(WHAT YOU SHOULD DO) Print each of the records below word for word, with nothing added or left out.

(PROVIDED ENTRIES)
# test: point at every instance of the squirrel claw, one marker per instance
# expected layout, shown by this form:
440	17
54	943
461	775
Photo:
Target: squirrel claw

(WRITTEN RESPONSE)
# test: point at every instance of the squirrel claw, one marker per instance
# expected layout, shown by this form:
440	17
54	943
461	775
Photo:
Target: squirrel claw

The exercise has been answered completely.